*REQUEST:* Return the part of the blog post between "Saturday, December 24, 2016" and "sharing it here.", inclusive, copied exactly.

*SELECTED TEXT:*
— BEGIN —
Monday, December 26, 2016

The Internet is like Quicksand

I'm a big believer in Immortality. No, not the kind where you go to heaven or Valhalla or Nirvana. I mean the kind where your works and your name outlive your body. I even believed for a while that the internet would help me get there. But every day now, with reminders from Facebook of things that I posted a year, three years or five years ago, I am forced to face my own mortality and the mortality of others on the web. Links that I posted lead to dead ends. Articles that I edited with care thinking they would be there for people to read long after I am gone, are full of holes where I linked to images instead of copying them into my own site. The internet is like quicksand!

Today, I was reminded by Facebook of an article about Mary Dolan that I published four years ago and then shared on social media three years ago. The images had all disappeared! Why? Because respecting the work that another person put into copying pages from Marie Dolan's passport onto the web, I linked to that site for the images, rather than copying them outright. Now that site is no longer there, and the only image I was able to save was the one I had copied onto Pinterest.

Mary Dolan's passport

Why? What ever happened to that thing that they told us on Hubpages: that we would get residual income forever off the work we did today? Was that all a scam?

I look at my books on Amazon, and whereas they were supposed to be just like any other books, now they are showing a delay of four days to order them. What will happen when Amazon goes bankrupt someday in the not so near future, after I am dead? Can I seriously expect that my books will not be permanently out of print?

By all means trust the internet for the short term, but in the long run, you want to have a hard copy of everything. Hardcopies outlive the publishers and the civilizations that spawned them. The internet is way too flimsy to trust our immortality to.

While my new year's resolution is to write and publish less and publicize more, I do plan to publish more of my articles and other minor contributions, so there is a hardcopy to refer to in the future, even as the internet fails us. If you want immortality, you do the same!

Saturday, December 24, 2016

The Ratio of Reviews to Books

My new year's resolution when it comes to publishing is to improve my reviews-to-books-published ratio. This means writing and publishing fewer books and expending more time and energy in getting people to review the books that are already out there,

I am actually thrilled with the reviews I did get this year, so I compiled them into a video and am sharing it here.
— END —
*EXTRACTED RECORDS:*
— BEGIN —
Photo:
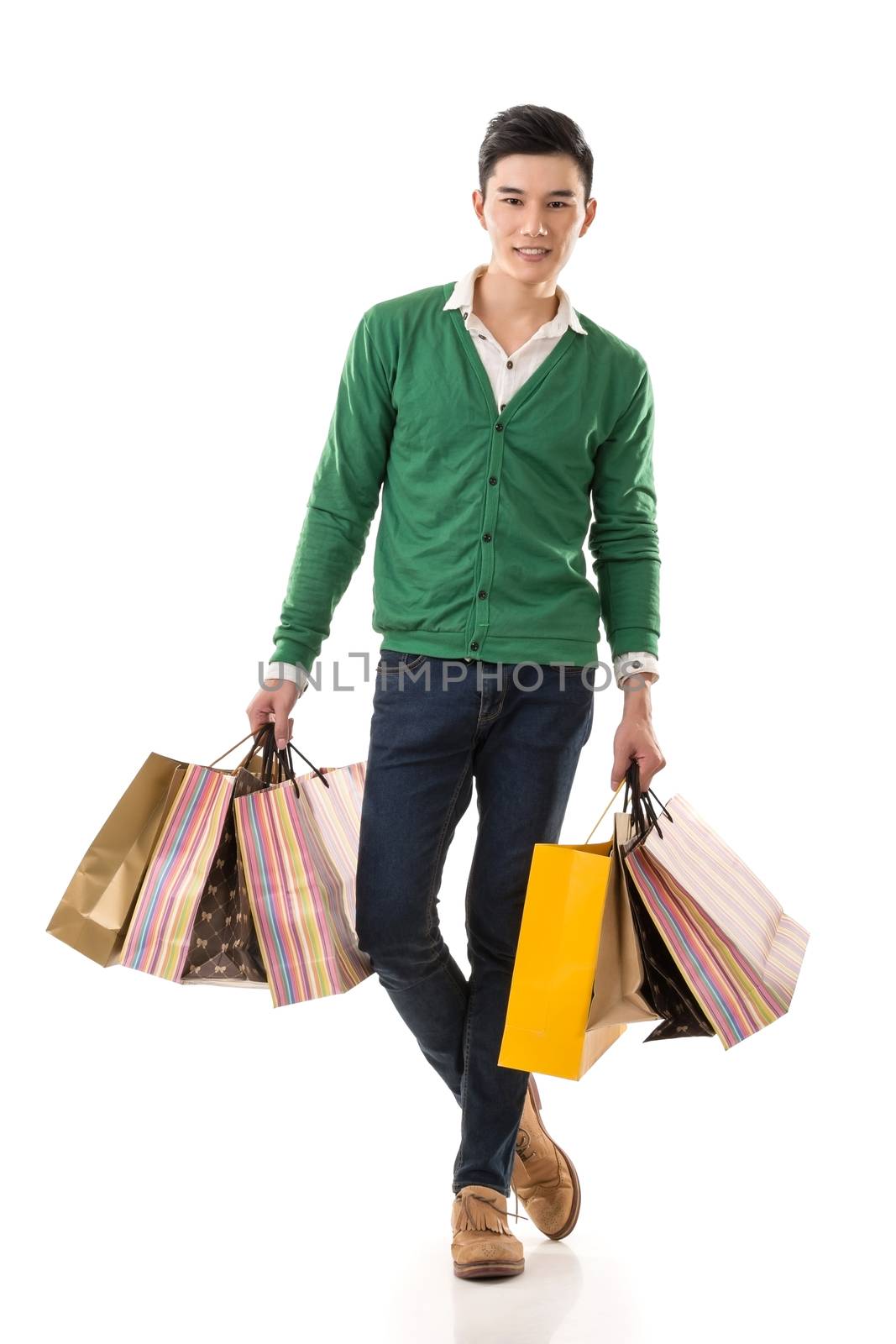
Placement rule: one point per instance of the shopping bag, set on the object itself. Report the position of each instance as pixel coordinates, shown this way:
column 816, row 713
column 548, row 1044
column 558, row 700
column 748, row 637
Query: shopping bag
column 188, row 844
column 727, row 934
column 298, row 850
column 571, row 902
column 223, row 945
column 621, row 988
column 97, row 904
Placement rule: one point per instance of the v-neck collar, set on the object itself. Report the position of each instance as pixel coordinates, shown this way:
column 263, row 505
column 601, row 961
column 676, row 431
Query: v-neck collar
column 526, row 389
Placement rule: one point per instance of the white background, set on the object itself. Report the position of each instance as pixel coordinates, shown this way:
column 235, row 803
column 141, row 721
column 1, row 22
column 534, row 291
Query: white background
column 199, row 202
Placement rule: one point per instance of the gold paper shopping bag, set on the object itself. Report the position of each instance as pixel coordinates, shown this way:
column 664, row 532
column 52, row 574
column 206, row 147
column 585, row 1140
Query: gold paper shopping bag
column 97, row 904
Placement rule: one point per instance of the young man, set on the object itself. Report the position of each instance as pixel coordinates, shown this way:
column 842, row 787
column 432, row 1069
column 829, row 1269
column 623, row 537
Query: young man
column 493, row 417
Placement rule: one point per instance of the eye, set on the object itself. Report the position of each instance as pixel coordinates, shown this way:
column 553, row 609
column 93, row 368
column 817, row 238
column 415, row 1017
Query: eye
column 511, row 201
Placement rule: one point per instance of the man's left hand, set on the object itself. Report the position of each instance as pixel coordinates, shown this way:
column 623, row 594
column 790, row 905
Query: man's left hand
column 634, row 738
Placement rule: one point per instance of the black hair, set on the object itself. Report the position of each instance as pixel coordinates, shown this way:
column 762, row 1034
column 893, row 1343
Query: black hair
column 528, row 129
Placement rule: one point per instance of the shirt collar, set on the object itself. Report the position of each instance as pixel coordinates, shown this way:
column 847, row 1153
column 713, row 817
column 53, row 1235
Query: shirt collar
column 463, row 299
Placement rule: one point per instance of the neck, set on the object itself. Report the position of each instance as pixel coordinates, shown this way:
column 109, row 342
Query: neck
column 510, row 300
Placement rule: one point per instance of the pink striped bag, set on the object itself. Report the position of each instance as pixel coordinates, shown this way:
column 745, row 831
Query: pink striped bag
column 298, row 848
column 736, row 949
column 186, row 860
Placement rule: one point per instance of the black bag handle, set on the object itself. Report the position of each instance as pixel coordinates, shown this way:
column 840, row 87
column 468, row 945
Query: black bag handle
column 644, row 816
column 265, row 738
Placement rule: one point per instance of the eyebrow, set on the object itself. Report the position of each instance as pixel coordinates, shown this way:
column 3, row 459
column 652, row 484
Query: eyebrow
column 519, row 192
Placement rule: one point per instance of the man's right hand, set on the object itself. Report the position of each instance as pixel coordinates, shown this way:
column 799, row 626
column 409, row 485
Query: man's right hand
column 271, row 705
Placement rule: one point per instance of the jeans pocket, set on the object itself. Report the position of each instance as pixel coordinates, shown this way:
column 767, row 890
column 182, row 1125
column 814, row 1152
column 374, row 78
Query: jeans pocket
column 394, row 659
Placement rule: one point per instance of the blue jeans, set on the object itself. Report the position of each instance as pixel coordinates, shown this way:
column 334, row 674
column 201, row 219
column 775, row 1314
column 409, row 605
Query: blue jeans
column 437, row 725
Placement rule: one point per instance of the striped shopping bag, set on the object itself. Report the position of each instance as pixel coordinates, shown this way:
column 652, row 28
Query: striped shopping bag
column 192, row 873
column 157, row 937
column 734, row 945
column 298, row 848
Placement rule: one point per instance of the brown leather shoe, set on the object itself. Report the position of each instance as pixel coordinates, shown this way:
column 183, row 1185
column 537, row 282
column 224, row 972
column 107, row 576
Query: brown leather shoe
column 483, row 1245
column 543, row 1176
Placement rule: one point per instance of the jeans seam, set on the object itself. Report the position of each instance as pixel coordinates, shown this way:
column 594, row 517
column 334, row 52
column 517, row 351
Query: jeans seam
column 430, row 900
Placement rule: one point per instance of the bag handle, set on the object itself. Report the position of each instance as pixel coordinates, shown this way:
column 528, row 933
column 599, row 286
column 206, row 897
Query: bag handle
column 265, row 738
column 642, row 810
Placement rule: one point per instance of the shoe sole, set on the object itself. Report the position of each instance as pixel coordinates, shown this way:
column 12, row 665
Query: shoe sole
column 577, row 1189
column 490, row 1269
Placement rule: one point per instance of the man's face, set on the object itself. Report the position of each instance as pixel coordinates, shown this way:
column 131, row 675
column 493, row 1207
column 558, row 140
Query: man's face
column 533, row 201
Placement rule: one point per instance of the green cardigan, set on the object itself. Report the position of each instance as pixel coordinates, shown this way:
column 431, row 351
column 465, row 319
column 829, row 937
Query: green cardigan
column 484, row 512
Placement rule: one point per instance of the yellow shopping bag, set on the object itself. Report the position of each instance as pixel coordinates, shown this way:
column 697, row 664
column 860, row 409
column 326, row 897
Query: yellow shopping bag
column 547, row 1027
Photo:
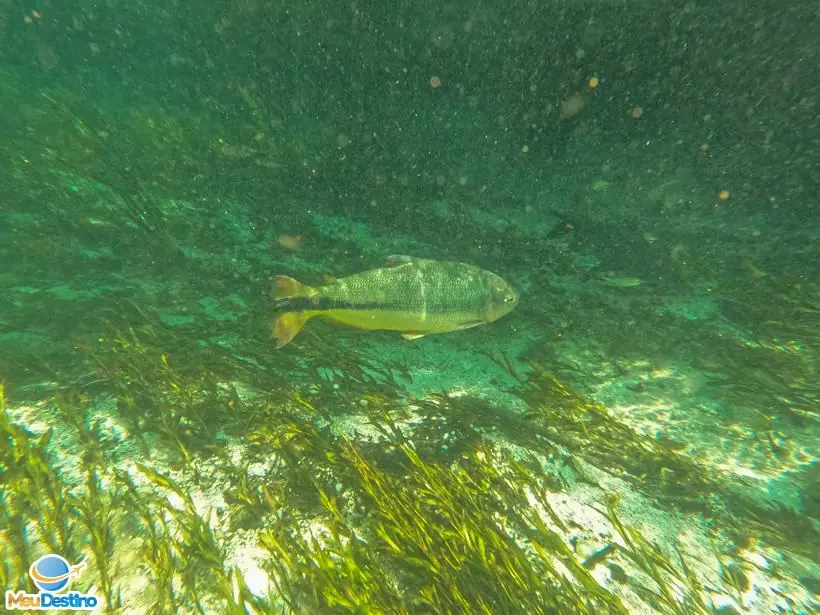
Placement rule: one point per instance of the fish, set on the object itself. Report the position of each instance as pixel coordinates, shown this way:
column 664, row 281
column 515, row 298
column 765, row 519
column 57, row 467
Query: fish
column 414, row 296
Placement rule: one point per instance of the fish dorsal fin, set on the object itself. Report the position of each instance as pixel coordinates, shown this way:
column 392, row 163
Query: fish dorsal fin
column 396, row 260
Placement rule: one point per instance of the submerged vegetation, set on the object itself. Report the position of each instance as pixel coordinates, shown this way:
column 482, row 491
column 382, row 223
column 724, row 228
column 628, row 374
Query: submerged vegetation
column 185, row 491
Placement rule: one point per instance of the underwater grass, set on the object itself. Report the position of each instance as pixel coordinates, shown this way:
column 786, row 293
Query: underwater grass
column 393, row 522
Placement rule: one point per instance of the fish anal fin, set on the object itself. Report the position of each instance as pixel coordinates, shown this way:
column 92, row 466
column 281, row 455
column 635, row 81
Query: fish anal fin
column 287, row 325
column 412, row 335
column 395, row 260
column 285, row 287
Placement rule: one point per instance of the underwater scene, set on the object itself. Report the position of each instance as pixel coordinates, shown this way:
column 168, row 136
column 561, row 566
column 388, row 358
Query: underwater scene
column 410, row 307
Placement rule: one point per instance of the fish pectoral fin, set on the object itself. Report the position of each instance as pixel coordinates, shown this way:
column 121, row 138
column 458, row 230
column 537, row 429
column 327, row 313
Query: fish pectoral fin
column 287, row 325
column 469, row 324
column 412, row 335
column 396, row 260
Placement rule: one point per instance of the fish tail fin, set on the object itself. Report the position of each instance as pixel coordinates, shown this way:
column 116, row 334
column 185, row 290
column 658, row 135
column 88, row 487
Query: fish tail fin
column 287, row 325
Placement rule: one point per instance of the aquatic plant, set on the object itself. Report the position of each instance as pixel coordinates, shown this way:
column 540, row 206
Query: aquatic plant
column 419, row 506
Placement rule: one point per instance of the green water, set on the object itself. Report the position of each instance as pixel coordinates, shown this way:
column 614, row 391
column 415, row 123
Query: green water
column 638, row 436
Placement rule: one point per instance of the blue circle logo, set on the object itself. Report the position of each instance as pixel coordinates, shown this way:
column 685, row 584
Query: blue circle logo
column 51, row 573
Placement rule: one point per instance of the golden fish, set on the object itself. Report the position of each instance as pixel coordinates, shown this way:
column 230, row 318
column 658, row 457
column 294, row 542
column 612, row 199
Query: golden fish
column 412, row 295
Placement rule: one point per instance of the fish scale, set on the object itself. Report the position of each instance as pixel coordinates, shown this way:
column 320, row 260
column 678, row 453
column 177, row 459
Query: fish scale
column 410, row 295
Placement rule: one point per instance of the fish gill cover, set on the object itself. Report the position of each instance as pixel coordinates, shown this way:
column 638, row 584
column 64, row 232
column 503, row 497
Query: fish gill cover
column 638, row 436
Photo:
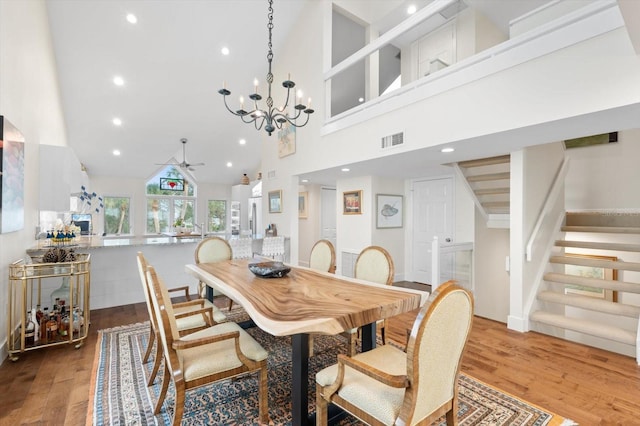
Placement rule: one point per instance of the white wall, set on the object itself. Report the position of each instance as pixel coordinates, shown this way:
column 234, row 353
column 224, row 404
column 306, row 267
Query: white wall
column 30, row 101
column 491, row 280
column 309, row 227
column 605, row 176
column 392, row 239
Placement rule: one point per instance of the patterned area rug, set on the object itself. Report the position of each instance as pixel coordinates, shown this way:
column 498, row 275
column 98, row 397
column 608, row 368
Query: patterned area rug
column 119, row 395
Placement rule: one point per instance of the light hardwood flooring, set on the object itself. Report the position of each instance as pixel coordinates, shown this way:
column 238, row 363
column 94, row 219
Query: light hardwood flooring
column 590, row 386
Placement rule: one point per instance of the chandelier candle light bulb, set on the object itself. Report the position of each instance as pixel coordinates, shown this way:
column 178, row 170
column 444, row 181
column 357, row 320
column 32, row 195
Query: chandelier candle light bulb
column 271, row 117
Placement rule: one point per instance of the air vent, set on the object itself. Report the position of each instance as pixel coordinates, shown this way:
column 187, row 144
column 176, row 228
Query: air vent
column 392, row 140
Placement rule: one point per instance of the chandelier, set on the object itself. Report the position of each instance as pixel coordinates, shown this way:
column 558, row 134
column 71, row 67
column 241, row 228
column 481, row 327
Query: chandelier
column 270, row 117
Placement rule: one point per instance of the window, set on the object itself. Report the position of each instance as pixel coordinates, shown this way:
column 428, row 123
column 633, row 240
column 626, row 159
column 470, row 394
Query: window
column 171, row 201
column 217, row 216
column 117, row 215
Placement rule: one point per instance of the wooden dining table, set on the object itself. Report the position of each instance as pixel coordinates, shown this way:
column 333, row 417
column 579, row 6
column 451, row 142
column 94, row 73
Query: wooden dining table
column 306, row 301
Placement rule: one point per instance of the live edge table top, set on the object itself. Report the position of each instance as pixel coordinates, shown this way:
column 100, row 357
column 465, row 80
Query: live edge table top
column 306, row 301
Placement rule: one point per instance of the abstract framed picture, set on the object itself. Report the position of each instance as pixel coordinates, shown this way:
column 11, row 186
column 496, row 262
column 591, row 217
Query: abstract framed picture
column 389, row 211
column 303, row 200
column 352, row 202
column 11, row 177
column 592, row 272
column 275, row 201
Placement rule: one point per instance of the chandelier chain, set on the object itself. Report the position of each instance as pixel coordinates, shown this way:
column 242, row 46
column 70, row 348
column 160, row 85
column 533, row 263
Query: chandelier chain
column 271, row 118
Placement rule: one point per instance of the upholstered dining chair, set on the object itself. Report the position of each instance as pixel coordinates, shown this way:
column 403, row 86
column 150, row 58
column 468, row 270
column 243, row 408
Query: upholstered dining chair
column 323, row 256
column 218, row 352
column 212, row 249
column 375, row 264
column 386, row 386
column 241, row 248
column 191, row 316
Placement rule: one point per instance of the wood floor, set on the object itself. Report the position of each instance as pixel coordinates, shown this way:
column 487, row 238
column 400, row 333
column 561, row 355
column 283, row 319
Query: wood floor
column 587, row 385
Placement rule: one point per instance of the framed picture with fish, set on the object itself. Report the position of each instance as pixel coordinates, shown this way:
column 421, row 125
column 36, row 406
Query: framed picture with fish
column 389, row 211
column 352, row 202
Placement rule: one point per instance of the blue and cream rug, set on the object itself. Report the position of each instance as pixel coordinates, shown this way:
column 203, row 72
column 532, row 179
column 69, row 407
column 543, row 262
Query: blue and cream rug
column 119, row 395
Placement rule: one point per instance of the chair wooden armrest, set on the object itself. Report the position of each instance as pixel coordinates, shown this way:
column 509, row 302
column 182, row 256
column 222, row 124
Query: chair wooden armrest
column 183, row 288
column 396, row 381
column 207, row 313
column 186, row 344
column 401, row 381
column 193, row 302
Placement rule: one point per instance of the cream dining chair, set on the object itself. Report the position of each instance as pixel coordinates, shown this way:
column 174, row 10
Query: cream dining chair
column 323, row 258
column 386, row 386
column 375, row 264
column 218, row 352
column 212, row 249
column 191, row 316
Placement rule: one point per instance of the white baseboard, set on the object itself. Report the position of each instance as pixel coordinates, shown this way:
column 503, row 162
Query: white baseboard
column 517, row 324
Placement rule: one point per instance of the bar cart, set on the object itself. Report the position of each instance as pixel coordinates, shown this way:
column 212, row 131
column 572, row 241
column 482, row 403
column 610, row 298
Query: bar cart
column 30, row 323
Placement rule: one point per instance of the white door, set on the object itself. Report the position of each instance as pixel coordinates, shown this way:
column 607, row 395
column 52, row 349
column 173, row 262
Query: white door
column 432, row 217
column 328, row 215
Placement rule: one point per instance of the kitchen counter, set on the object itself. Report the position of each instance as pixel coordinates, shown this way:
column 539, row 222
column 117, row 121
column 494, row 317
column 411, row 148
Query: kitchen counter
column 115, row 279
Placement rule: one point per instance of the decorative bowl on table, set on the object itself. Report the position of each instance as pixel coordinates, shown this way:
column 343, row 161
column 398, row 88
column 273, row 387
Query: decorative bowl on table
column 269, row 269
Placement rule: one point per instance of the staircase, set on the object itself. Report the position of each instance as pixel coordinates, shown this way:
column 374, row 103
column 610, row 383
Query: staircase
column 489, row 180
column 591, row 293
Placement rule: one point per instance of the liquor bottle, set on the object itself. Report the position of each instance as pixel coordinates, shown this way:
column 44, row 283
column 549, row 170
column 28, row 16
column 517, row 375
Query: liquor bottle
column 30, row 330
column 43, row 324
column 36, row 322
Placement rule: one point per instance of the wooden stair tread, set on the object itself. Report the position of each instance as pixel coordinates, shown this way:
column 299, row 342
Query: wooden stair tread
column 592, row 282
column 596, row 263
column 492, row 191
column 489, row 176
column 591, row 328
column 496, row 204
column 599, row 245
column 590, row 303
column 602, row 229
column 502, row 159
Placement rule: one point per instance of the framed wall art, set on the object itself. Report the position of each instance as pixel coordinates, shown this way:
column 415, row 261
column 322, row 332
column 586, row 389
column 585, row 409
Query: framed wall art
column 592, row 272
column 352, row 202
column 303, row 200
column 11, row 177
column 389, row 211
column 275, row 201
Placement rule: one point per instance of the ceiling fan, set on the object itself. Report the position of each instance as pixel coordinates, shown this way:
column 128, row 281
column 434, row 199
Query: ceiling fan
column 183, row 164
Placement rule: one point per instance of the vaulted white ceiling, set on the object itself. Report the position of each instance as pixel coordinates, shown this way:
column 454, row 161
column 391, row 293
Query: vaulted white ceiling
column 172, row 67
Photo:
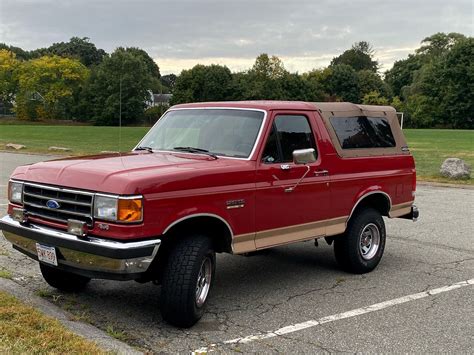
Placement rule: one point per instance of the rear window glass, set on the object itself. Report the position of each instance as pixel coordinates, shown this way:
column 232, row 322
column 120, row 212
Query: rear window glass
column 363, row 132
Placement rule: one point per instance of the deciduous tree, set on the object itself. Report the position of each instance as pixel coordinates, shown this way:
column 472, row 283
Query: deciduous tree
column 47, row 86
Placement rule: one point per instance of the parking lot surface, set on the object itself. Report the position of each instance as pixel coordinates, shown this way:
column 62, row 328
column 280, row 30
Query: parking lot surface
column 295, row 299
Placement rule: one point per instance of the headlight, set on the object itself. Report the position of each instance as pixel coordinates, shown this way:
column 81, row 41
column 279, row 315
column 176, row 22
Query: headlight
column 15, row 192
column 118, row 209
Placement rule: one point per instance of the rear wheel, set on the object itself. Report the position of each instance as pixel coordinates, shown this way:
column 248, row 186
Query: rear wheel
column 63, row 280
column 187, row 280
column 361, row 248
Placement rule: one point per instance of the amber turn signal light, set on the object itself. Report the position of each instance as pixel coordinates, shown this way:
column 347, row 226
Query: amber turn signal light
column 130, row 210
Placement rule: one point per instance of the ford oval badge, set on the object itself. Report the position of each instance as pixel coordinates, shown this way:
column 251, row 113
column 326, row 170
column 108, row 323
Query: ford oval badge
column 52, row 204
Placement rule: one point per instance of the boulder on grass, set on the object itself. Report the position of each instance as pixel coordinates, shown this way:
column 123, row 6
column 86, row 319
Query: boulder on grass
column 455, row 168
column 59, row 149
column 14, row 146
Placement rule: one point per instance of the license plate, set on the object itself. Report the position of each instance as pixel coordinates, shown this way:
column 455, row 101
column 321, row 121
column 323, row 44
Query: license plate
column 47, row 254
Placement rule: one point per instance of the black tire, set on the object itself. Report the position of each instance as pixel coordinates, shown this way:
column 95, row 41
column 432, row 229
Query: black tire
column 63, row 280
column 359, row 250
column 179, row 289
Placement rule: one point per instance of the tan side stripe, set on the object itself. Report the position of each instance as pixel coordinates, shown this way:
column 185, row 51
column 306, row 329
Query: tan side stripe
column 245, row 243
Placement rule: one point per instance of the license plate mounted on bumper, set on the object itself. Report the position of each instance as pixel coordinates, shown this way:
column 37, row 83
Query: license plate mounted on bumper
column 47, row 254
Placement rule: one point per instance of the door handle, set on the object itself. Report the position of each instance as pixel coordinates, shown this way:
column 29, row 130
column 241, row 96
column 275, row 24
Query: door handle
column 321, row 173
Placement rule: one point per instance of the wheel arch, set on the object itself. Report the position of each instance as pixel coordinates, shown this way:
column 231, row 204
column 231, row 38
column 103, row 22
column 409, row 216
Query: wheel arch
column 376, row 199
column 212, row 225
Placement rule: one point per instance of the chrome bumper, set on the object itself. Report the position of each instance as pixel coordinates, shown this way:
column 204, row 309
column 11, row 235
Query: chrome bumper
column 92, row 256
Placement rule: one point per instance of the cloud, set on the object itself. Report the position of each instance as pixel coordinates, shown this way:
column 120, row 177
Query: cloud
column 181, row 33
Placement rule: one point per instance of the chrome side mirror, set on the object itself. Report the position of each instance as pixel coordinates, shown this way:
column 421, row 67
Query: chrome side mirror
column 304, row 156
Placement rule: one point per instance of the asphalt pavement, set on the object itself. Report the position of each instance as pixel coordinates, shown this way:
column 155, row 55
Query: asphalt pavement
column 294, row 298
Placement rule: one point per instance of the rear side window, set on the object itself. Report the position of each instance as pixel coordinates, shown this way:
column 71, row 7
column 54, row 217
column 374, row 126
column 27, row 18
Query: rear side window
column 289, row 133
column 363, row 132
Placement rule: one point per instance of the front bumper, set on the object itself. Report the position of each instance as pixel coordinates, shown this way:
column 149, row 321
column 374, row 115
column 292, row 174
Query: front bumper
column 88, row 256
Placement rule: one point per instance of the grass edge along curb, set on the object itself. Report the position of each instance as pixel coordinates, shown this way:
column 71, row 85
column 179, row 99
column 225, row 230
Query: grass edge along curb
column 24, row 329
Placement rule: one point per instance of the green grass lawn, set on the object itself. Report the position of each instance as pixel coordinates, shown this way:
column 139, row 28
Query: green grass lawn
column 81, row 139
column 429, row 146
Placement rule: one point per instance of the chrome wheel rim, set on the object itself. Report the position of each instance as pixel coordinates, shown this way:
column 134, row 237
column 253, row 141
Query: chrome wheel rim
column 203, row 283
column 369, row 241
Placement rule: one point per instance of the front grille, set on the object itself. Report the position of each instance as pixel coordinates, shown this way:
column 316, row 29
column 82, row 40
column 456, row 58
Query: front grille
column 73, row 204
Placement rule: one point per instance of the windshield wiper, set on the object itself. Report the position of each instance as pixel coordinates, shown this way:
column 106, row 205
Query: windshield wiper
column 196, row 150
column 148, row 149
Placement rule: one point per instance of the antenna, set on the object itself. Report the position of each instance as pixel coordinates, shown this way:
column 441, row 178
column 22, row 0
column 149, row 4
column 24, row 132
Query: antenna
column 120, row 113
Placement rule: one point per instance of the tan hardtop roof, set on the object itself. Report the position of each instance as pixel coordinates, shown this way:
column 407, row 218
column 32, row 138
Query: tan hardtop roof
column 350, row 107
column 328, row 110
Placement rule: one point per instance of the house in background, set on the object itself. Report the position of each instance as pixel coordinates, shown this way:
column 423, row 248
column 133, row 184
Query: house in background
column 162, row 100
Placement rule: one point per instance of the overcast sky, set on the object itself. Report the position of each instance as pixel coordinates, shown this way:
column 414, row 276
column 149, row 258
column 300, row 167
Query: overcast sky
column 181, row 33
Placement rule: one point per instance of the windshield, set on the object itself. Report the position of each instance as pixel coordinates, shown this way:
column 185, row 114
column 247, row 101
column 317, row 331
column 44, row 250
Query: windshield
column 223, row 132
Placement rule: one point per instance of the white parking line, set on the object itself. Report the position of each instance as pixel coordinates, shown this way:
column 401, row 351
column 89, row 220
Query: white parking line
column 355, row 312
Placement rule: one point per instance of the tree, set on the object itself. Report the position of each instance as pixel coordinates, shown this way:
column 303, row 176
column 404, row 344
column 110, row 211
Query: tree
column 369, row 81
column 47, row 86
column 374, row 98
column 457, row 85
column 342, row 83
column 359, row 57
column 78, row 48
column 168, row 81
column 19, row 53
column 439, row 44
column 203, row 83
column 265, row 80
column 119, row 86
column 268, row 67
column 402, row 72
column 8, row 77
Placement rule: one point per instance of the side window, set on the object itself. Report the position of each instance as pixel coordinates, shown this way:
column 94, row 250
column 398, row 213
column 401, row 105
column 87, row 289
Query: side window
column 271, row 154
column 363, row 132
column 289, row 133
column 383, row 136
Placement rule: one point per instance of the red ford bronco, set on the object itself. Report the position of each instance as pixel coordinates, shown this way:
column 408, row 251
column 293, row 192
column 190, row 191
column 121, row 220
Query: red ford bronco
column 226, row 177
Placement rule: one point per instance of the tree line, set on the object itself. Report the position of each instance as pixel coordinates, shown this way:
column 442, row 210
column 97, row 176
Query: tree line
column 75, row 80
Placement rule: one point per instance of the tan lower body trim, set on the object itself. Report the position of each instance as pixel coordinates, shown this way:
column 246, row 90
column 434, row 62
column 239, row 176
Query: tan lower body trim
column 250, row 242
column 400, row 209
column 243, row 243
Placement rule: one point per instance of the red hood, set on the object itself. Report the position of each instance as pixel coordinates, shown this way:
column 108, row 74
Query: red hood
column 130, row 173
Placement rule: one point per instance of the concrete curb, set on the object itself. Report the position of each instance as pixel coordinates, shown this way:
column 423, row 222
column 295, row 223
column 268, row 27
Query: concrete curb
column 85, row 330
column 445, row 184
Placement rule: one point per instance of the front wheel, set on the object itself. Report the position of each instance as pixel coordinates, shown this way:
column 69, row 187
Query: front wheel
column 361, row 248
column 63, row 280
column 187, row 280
— END —
*RESPONSE TO THIS TASK:*
Saturday, December 24, 2016

The Ratio of Reviews to Books

My new year's resolution when it comes to publishing is to improve my reviews-to-books-published ratio. This means writing and publishing fewer books and expending more time and energy in getting people to review the books that are already out there,

I am actually thrilled with the reviews I did get this year, so I compiled them into a video and am sharing it here.